## START Task material

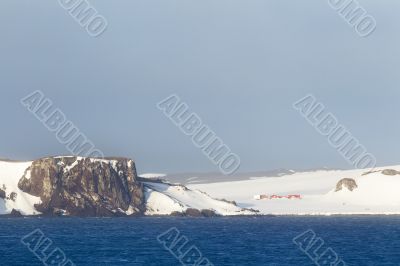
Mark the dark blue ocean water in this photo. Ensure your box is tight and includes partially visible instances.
[0,216,400,265]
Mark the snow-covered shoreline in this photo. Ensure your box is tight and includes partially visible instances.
[188,166,400,216]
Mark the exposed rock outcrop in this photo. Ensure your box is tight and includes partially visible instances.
[18,157,144,216]
[335,178,358,192]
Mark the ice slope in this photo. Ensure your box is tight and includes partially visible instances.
[189,166,400,215]
[143,182,254,215]
[0,161,40,215]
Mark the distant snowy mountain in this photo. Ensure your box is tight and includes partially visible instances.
[0,156,255,216]
[188,166,400,215]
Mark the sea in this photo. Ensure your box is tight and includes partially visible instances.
[0,216,400,266]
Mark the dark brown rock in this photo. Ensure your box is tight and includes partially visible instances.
[18,157,144,216]
[335,178,358,192]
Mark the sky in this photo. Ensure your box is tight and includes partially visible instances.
[0,0,400,173]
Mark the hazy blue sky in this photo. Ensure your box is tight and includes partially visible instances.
[0,0,400,172]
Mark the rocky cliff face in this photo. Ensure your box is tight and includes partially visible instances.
[335,178,358,192]
[18,157,145,216]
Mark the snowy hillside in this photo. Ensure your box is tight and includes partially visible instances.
[189,166,400,215]
[0,161,40,215]
[143,182,255,215]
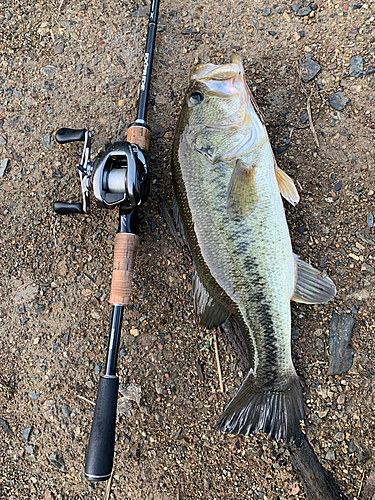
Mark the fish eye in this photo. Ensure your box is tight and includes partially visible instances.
[189,92,203,106]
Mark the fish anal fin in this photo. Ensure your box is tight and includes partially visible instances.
[227,160,258,220]
[192,266,229,328]
[292,255,336,304]
[216,371,305,446]
[275,164,299,205]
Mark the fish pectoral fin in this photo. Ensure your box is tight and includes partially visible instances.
[275,165,299,206]
[192,266,229,328]
[227,160,258,220]
[292,255,336,304]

## END Task material

■ Aim of the exercise: Can you format the lines above as a two-column CSV with the headers text and boxes, giving one row for each line of text together with all the boxes listed under it? Put each value in a single quoted field with line breaks turned into spaces, and leave the pictures out.

■ Answer to this exercise:
text,boxes
"Mark the dark blue ocean water in this photo. Ensure your box is tight and includes partially visible instances.","[0,216,400,265]"
"Mark the snow-covered shoreline in this photo. Ensure your box is tight and includes partially visible instances.","[188,166,400,216]"
"Mark the exposed rock outcrop in this photo. Ensure your box is tight and includes partially visible instances.","[18,157,144,216] [335,178,358,192]"
"Mark the ice slope in this photo. Ensure your box is tight and includes partially visible instances.","[189,166,400,215] [143,182,254,215] [0,161,40,215]"
"Mark the distant snowy mountain in this photo. Ensure your box is tight and includes partially visible instances.","[0,156,255,216] [188,166,400,215]"
"Mark the sea in this photo. Ensure your box is tight and includes partially visible instances.","[0,216,400,266]"
"Mark the dark brown rock in this photo. Ensure your box is tight and includes partially visible instances.","[18,157,144,216] [335,178,358,192]"
"Mark the sky in this photo. Ensure your box is tight and includes partially visible instances.","[0,0,400,173]"
"Mark the hazy blue sky in this photo. Ensure your box is tight and includes partially visible instances.","[0,0,400,172]"
"Mark the rocky cliff face in this photo. Ensure your box is tight and includes partially visible instances.","[335,178,358,192] [18,157,145,216]"
"Mark the snowy hillside in this photo. Ensure your box is tight and includes partially visible instances.","[189,166,400,215] [0,161,40,215] [143,182,255,215]"
"Mark the fish eye in this photo. Ensure your box is tight and includes partially visible instances.","[189,92,203,106]"
"Mark the fish anal fin in this photo. Ensure your box is tight and includes partially visible instances.","[227,160,258,220] [192,266,229,328] [292,255,336,304] [216,371,305,446] [275,164,299,205]"
"Mark the fish pectoral fin in this photo. Ensure your box is tight and includes partially visible instances.","[275,165,299,206] [192,266,229,328] [227,160,258,220] [292,255,336,304]"